SELF-SUPERVISED LEARNING OF COMPRESSED VIDEO REPRESENTATIONS

Abstract

Self-supervised learning of video representations has received great attention. Existing methods typically require frames to be decoded before being processed, which increases compute and storage requirements and ultimately hinders largescale training. In this work, we propose an efficient self-supervised approach to learn video representations by eliminating the expensive decoding step. We use a three-stream video architecture that encodes I-frames and P-frames of a compressed video. Unlike existing approaches that encode I-frames and P-frames individually, we propose to jointly encode them by establishing bidirectional dynamic connections across streams. To enable self-supervised learning, we propose two pretext tasks that leverage the multimodal nature (RGB, motion vector, residuals) and the internal GOP structure of compressed videos. The first task asks our network to predict zeroth-order motion statistics in a spatio-temporal pyramid; the second task asks correspondence types between I-frames and P-frames after applying temporal transformations. We show that our approach achieves competitive performance on compressed video recognition both in supervised and self-supervised regimes.

§ **DATA PROVIDED**:
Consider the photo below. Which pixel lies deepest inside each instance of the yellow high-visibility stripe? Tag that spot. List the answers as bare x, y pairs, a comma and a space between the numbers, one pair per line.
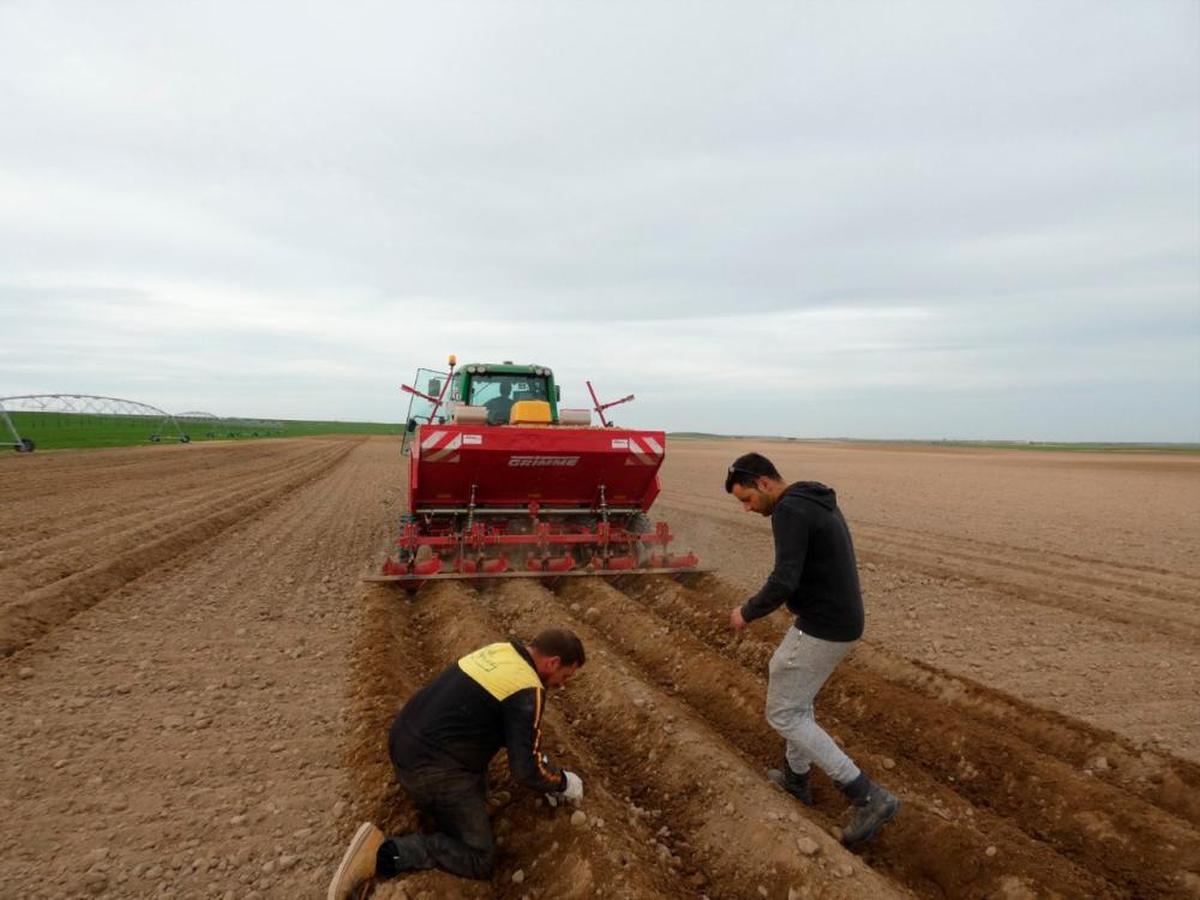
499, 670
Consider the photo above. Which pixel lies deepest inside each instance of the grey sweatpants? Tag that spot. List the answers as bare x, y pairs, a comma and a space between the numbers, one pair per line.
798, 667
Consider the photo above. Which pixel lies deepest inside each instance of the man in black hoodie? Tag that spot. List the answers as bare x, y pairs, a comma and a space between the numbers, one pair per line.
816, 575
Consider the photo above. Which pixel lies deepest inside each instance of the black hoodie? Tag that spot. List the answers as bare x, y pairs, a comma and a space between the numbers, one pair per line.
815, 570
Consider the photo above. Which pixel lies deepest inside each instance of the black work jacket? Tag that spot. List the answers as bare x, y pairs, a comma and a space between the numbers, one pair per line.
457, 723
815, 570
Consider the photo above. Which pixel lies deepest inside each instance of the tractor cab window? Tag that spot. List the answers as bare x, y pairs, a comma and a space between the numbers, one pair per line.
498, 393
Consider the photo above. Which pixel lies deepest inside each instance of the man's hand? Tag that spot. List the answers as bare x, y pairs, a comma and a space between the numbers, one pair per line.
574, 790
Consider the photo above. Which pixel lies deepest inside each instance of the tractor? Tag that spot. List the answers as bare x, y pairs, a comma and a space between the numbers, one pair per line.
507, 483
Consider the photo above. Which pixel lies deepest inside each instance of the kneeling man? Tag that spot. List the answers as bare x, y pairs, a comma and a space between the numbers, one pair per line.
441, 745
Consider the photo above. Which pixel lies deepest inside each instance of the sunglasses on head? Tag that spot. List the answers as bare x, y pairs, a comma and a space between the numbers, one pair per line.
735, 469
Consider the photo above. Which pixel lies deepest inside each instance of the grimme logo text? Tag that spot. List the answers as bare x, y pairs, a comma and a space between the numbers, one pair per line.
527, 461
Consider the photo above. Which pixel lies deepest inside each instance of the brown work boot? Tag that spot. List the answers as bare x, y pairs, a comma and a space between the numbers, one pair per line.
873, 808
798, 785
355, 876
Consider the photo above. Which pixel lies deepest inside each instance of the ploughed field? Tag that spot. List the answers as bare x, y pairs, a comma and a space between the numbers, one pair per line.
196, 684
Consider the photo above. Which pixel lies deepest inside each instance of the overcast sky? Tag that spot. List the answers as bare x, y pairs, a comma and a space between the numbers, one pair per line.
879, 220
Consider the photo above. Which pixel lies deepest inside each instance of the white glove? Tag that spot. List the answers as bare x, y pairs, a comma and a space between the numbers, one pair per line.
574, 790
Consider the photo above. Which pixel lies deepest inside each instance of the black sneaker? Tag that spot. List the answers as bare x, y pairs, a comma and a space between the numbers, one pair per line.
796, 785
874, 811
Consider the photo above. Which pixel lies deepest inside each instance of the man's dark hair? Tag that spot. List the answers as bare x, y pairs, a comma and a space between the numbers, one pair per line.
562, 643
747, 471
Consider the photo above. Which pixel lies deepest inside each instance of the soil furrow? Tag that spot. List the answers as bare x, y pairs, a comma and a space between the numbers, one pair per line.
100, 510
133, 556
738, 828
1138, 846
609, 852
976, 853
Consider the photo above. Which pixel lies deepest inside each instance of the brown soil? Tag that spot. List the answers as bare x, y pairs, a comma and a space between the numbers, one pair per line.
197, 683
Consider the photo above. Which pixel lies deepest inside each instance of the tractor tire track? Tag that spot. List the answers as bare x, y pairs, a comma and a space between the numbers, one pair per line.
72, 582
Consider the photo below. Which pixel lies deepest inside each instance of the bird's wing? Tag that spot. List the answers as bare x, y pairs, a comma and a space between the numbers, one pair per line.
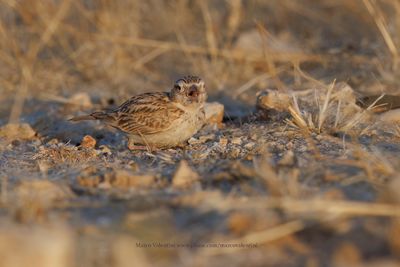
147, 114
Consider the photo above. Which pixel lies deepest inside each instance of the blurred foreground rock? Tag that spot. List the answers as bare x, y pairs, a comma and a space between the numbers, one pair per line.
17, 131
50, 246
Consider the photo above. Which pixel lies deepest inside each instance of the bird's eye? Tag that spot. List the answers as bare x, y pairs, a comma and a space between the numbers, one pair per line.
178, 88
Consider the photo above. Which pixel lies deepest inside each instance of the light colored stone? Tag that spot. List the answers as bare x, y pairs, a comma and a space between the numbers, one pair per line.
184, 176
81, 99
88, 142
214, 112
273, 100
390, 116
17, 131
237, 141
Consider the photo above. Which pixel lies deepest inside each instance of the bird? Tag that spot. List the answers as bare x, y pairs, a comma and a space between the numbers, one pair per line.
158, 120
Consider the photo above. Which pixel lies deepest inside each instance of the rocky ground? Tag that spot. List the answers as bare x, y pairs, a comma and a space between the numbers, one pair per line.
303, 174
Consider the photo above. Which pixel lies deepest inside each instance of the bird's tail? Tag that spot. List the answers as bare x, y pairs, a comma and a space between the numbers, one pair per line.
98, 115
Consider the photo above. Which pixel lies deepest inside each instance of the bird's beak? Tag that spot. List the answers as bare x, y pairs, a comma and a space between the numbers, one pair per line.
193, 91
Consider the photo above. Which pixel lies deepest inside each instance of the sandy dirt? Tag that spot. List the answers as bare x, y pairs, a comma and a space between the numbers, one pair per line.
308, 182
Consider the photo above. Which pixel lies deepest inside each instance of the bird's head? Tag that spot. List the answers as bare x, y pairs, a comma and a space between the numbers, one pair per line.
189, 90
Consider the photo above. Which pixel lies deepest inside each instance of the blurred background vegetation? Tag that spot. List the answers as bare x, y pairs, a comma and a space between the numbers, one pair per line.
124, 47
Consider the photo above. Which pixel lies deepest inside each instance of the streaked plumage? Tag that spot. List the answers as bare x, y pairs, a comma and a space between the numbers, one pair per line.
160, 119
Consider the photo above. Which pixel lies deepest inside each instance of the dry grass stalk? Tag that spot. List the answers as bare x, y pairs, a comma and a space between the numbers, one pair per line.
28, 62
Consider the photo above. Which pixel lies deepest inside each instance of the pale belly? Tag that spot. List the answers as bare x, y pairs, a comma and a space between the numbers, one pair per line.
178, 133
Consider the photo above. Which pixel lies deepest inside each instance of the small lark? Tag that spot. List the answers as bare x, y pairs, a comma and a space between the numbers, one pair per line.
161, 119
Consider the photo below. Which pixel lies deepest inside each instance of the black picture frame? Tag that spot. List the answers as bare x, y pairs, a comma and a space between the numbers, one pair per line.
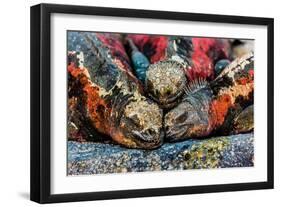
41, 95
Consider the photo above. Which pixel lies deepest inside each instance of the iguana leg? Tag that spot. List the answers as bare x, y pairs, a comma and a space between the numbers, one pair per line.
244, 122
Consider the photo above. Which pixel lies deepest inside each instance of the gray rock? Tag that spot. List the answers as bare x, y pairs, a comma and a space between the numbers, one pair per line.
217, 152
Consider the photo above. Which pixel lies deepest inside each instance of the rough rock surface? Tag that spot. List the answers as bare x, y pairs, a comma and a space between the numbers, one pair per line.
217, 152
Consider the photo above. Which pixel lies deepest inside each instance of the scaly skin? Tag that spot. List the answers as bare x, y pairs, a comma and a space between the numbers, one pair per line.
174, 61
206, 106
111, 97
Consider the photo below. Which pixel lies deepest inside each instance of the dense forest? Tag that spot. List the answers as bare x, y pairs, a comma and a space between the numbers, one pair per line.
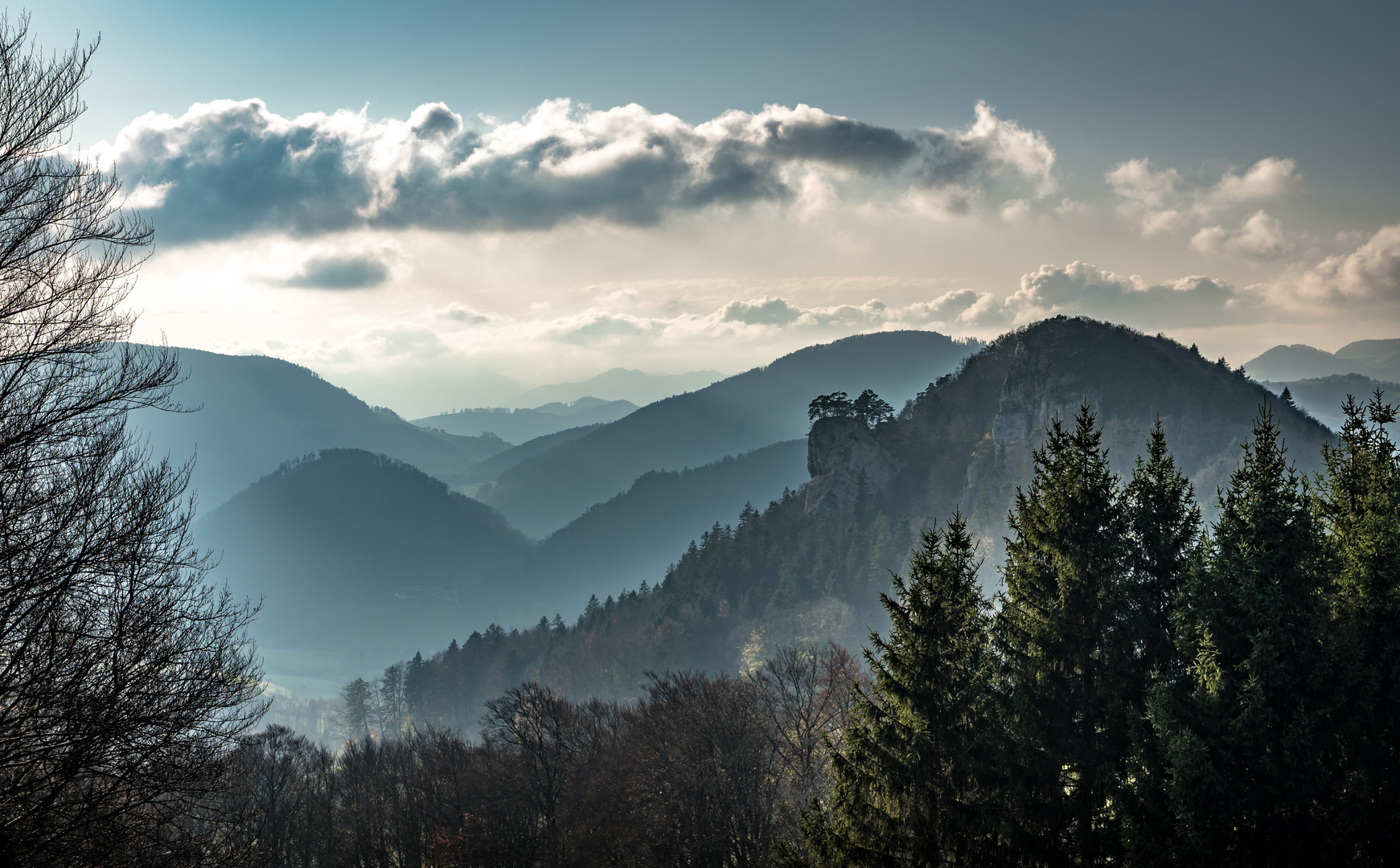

§ **STATED EXERCISE**: According to the abstract, what does the first pretext task ask the network to predict?

§ **ANSWER FOR THE TASK**: Zeroth-order motion statistics in a spatio-temporal pyramid.